**SHORT TASK**:
Set down every line of the items below with no change to any character.

++++++++

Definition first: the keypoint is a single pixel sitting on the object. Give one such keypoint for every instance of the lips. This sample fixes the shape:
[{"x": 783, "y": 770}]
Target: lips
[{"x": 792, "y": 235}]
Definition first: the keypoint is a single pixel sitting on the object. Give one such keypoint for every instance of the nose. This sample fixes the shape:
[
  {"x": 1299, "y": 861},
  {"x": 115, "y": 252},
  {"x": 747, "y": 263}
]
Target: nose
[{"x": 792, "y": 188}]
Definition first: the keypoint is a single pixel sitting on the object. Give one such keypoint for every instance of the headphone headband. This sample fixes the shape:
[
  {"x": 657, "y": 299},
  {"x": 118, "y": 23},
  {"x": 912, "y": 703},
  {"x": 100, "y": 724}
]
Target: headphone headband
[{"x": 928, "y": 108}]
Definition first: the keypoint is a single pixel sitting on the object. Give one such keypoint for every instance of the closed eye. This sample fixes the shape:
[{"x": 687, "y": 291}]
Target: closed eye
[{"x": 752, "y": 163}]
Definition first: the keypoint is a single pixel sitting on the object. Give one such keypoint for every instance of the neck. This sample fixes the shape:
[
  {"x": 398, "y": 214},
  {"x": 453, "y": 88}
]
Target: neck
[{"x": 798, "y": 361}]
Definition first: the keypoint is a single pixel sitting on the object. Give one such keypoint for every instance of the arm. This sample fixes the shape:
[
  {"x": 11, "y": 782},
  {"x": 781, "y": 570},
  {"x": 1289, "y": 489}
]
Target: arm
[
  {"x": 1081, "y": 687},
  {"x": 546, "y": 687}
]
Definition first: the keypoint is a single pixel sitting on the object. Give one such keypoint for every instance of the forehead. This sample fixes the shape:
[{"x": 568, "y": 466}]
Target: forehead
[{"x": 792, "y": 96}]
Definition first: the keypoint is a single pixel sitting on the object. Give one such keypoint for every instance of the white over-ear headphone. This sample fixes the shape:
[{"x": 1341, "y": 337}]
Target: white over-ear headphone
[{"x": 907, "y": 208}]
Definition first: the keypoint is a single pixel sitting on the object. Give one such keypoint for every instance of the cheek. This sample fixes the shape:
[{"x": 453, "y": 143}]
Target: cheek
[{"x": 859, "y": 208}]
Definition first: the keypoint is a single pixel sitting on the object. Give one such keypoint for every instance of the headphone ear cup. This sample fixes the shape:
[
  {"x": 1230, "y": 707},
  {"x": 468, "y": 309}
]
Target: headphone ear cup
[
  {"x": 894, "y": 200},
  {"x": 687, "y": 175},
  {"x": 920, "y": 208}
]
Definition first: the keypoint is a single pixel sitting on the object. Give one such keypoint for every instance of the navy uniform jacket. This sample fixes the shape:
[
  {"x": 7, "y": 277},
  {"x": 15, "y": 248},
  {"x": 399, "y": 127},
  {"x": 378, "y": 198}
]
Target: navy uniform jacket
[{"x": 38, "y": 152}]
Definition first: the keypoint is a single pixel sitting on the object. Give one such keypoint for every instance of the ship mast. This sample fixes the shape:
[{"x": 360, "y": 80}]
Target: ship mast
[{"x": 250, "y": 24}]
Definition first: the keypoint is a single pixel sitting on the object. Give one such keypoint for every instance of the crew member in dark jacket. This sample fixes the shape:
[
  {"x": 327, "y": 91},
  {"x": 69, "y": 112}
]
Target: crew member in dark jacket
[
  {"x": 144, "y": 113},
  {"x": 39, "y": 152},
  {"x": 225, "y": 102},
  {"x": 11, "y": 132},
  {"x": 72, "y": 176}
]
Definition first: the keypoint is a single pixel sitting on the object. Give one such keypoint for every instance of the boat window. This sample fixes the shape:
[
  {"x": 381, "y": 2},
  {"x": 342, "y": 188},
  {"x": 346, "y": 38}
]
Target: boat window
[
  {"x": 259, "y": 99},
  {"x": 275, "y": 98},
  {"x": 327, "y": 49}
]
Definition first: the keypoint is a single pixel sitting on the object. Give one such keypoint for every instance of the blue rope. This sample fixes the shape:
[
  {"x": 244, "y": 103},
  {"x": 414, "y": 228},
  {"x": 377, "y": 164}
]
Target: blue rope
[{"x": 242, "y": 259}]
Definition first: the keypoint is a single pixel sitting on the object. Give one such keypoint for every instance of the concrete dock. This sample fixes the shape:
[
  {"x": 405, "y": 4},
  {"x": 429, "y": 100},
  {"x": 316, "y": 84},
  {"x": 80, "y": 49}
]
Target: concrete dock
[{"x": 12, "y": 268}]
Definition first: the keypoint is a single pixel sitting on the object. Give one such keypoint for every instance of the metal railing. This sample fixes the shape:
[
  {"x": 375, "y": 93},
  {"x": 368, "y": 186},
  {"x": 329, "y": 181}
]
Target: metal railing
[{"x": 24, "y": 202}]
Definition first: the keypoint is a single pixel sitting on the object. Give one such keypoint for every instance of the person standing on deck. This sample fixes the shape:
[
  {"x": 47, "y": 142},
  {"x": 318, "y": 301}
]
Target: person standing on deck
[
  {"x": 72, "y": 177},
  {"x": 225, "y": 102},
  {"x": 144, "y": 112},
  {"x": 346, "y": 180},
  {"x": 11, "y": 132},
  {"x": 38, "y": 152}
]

++++++++

**FULL ANSWER**:
Definition first: the keypoint is a single pixel sitting on the object. Give one such keypoint for every instance of the lips. This sample fixes the shape:
[{"x": 783, "y": 770}]
Target: lips
[{"x": 792, "y": 235}]
Definition first: the keypoint is a single pixel sitting on the object. Give one such keypoint for every instance of the nose. This sample fixes the shape:
[
  {"x": 1299, "y": 861},
  {"x": 115, "y": 252},
  {"x": 747, "y": 263}
]
Target: nose
[{"x": 792, "y": 188}]
Definition first: the keypoint is a single pixel sitting on the object. Give one such keypoint for every instance of the headphone headband. This sample fixes the shape:
[
  {"x": 657, "y": 299},
  {"x": 118, "y": 23},
  {"x": 912, "y": 703},
  {"x": 100, "y": 724}
]
Target: headphone headband
[{"x": 928, "y": 108}]
Definition first: the keypoint is a single pixel sitting on the object. Give one such keypoint for every instance of the closed eye. This sample fixes the shape:
[{"x": 687, "y": 291}]
Target: closed eye
[{"x": 752, "y": 163}]
Definition first: the keypoint is a single pixel sitting on the object. Give one such keypoint for every instance of the neck. This sample fixes the shape:
[
  {"x": 398, "y": 214},
  {"x": 453, "y": 88}
]
Target: neck
[{"x": 798, "y": 361}]
Definition first: the keypoint is a single pixel sitting on the object. Give one such keypoint for every instance of the arm. This sample fixes the shape:
[
  {"x": 11, "y": 782},
  {"x": 781, "y": 570},
  {"x": 1289, "y": 489}
]
Target: arm
[
  {"x": 1081, "y": 687},
  {"x": 546, "y": 687}
]
Definition first: the keypoint is a single pixel sitting on the object. Give one such keypoint for every instance of the forehead. This sample fixes the shape:
[{"x": 568, "y": 466}]
Target: forehead
[{"x": 792, "y": 96}]
Definition first: the keypoint is a single pixel sitting on the object. Give one such keypoint for every instance of the white over-ear headphone. This sample fixes the shape:
[{"x": 1341, "y": 337}]
Target: white over-ear headphone
[{"x": 907, "y": 208}]
Definition first: the keypoint is a single pixel sitting on the object. Give one such keypoint for every instance of the cheek. This sample fixes the shape:
[{"x": 453, "y": 143}]
Target: cheek
[{"x": 859, "y": 208}]
Definition first: the keypoint is a single pixel sitting on the object. Give one such keypoint for every instance of the headphone ear cup. This sample fixes the shape:
[
  {"x": 1230, "y": 707},
  {"x": 468, "y": 309}
]
Target: headphone ear cup
[
  {"x": 894, "y": 200},
  {"x": 687, "y": 175},
  {"x": 920, "y": 208}
]
Definition first: the keypoint is a single pixel sitting on the object. Give one such keypoint for every instance of the navy uniform jacket. This sample fixes the shape:
[
  {"x": 7, "y": 277},
  {"x": 15, "y": 248},
  {"x": 399, "y": 127},
  {"x": 378, "y": 198}
]
Target: navy uniform jacket
[{"x": 38, "y": 152}]
Definition first: the keypoint is a single pixel sitting on the object. Give one such keypoint for every instance of the ship mast. This sample fixes the shape:
[{"x": 360, "y": 80}]
Target: ship mast
[{"x": 250, "y": 24}]
Definition first: the keypoint is a single pixel sitting on the object. Give one such keypoint for every instance of the crew member in dark jacket. This sample fixes the shape:
[
  {"x": 327, "y": 91},
  {"x": 69, "y": 112}
]
Target: crew member in dark jacket
[
  {"x": 144, "y": 113},
  {"x": 39, "y": 152},
  {"x": 225, "y": 102},
  {"x": 11, "y": 132},
  {"x": 72, "y": 176}
]
Definition first: the keypoint is a single pixel sitting on the object. Give one such keypoint for every instance of the boat window. This sample fixes the shape:
[
  {"x": 381, "y": 2},
  {"x": 342, "y": 188},
  {"x": 346, "y": 38}
]
Target: boat window
[
  {"x": 259, "y": 99},
  {"x": 275, "y": 98},
  {"x": 327, "y": 49}
]
Definition first: the keypoint is a single pixel sitting on the object. Give one such keypoint for every instance of the blue rope. This sample fixes the shape:
[
  {"x": 244, "y": 103},
  {"x": 414, "y": 228},
  {"x": 377, "y": 164}
]
Target: blue rope
[{"x": 242, "y": 259}]
Definition first: the keypoint is a single pixel sitting on the object. Give one such keypoint for every instance of the concrete dock. This sample fixes the shape:
[
  {"x": 405, "y": 4},
  {"x": 429, "y": 100},
  {"x": 316, "y": 84},
  {"x": 80, "y": 49}
]
Target: concrete dock
[{"x": 12, "y": 268}]
Definition first: the keypoint is a single pixel sitting on the object. Give one such keypoint for every instance of the metal railing. This sample fixes the shape:
[
  {"x": 375, "y": 93},
  {"x": 368, "y": 186},
  {"x": 329, "y": 181}
]
Target: metal railing
[{"x": 24, "y": 202}]
Definition first: the keypoint is a single pixel sitting on the object. Give one such keypoint for every instance of the person standing on deck. This sample fixes the shape:
[
  {"x": 47, "y": 142},
  {"x": 318, "y": 301}
]
Target: person standing on deck
[
  {"x": 72, "y": 177},
  {"x": 225, "y": 102},
  {"x": 144, "y": 112},
  {"x": 346, "y": 180},
  {"x": 11, "y": 132},
  {"x": 38, "y": 152}
]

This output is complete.